To-do list -
- A) Return the passage from the car-upgrade post below, starting at "In fact it’s" and ending at "consider an upgrade.".
- B) Extend the car-upgrade post below, picking up right after its final sentence.

Source document -
= = = =
I’m thinking it might be time to upgrade my car at some stage soon.
Some people turn them over every few years. Not me — I’ve been driving a 2000 model Astra hatchback since 2008, almost nine years. The previous car was a 1993 Magna, which I had from 1998 to 2008.
Of course, I drive far less than the average person.
In fact it’s common for the car to not leave the driveway for almost a week at a time.
If we had car share in my area, I’d be seriously considering it. But we don’t, and with weekend PT (other than north-south on the trains) being lacklustre, it’s still needed.
With my sons now moving towards learning to drive, and the Astra nearing 17 years old, I think it’s time to consider an upgrade.
The other big reason? My mechanics told me at the last service a few weeks ago that the next one would be a biggie.
So, if I’m upgrading to a “new” secondhand car, what should I buy?
Car size — probably similar. I want something reasonably economical, and easy to park. A 5 door hatch has been good. Though it needs to be not too squishy in the back seats.
Safety — the prospect of my offspring driving makes me think now is a good time to move to a five-star safety rating, so it would need to be a reasonably recent model.
Goes without saying — aircon, power windows, remote locking, cruise control, all those modern conveniences.
Some kind of modern music connectivity would be nice (though not essential) — who’d have thought a CD player in the car would ever seem old hat?
Auto or manual? Mostly I like driving a manual, but sometimes it’s a pain. The boys started out happy to learn on a manual, but early lessons have proved frustrating — the mysterious workings of the clutch are holding them back from learning everything else. So I’m leaning towards an Automatic, and later they can learn manual driving.
Price — I’m thinking up to about $15K.
Of course hopefully I can probably trade-in or sell the Astra. Private sale might actually be a bit of a chore, given the need to get a Roadworthy. Theoretically it’s worth about $3-4000, though it’s probably not in the best shape. Not that it’s been in any prangs, but it’s aging, and if the mechanic is warning me of costs to come, the best I might get is a couple of thousand from a dealer trade-in.
(I lost the handbook during a service last year, which was annoying. The mechanic swore blind they didn’t have it, but I always put it on the passenger seat when I take it in, and it didn’t show up anywhere at home… until, relief! Months later they rang back to say it had turned up again!)
Toyota Corolla — apparently October 2012 onwards gets a 5-star safety rating. There seem to be quite a few around the $12-15,000 mark.
Hyundai i30 (2015 onwards gets 5-stars, which might price it too high for my budget).
Prius or Mazda 3 would suit but are probably out of my price range.
Any other suggestions?
The real challenge: can I get it done before the rego expires in August? (With a multitude of other things happening, perhaps not.)
- Why does the default search on drive.com.au not filter by location? Do they really think it’s useful for the default results to include cars that might be thousands of kilometres away?
= = = =
Coordinate labeling records:
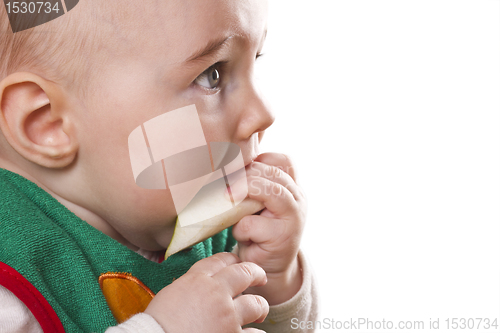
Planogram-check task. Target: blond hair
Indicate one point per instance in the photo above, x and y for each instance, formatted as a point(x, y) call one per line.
point(57, 50)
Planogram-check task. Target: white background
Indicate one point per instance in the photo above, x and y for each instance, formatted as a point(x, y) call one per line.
point(391, 111)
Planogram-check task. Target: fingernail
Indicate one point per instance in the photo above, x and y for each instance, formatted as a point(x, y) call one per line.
point(227, 193)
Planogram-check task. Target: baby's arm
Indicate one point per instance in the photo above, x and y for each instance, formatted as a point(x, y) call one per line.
point(301, 308)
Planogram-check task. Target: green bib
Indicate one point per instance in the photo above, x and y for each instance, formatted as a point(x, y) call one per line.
point(63, 256)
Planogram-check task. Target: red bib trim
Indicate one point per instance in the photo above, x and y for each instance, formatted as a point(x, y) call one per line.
point(32, 298)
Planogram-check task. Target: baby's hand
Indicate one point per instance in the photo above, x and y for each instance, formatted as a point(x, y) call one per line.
point(204, 299)
point(272, 239)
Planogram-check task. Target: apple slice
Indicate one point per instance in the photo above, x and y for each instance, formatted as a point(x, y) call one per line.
point(192, 234)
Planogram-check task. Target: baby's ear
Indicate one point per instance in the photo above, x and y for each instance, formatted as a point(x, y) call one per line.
point(36, 121)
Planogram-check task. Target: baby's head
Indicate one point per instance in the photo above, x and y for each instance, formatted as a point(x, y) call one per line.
point(73, 89)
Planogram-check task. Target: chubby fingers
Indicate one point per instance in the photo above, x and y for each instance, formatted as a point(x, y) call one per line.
point(239, 277)
point(251, 308)
point(281, 161)
point(276, 175)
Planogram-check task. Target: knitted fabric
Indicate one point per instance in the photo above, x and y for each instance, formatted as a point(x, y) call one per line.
point(63, 256)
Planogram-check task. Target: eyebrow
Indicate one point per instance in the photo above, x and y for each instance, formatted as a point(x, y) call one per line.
point(211, 48)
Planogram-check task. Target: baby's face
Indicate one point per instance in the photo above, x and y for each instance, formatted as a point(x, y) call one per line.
point(176, 53)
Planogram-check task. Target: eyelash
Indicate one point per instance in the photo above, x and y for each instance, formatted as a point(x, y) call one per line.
point(219, 66)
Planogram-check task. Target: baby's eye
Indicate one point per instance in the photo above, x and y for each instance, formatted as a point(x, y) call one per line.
point(209, 79)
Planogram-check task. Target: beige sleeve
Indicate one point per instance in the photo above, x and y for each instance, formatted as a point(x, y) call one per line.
point(286, 317)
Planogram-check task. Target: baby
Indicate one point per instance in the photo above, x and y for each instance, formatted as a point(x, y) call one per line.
point(80, 243)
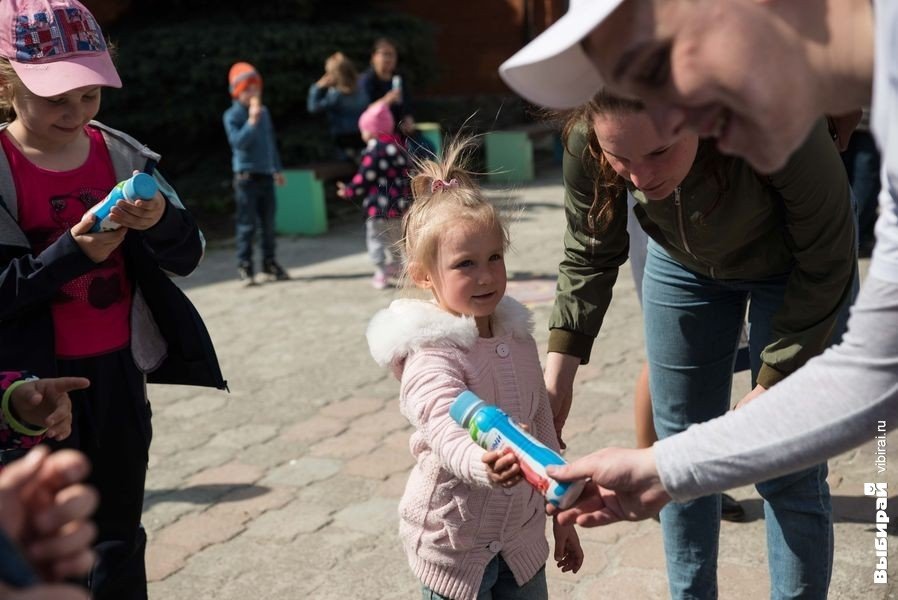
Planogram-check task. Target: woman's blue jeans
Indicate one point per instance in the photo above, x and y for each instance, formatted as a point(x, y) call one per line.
point(692, 326)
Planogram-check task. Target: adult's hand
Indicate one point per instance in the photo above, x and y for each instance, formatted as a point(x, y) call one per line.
point(624, 486)
point(559, 375)
point(45, 510)
point(757, 391)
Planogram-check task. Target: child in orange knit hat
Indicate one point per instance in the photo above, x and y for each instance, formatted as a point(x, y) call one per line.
point(257, 167)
= = = =
Answer list -
- A)
In fact it’s common for the car to not leave the driveway for almost a week at a time.
If we had car share in my area, I’d be seriously considering it. But we don’t, and with weekend PT (other than north-south on the trains) being lacklustre, it’s still needed.
With my sons now moving towards learning to drive, and the Astra nearing 17 years old, I think it’s time to consider an upgrade.

- B)
- Carsales.com.au isn’t much better. Start entering criteria in the quick search option; realise you want to filter by age of car and need to go to the Advanced criteria, and it wipes everything you entered so far!
22 replies on “Time for a car upgrade?”
VW golf? I’m kind of against them based on Dieselgate, but the cars are good – spacious, decent door thunk, good options (reversing camera etc). You could get a 3-4 year old comfortline at around 15-16k. I’d never buy a diesel.
I’ve got a 2014 golf, and hoping I can stretch it out long enough to make sure my next car is a fully electric model (maybe Tesla 3, but may be others by then).
I am looking to replace my 2002 Astra and am leaning towards a Honda Jazz. You should be able to get a second-hand current model for around $15k.
I’ve read a lot of good things about the Jazz too – certainly worth checking out. A lot of space in the back (apparently).
Toyotas and Hondas are very good cars that hold their value and can go hundreds of thousands of kilometres/miles.
Hi Daniel, it depends on what purpose you want to replace your car. If you want to upgrade, then go ahead of course. There is no ‘right’ car to buy, modern cars these days are pretty reliable but if you’re buying 2nd hand – get a mechanical inspection done.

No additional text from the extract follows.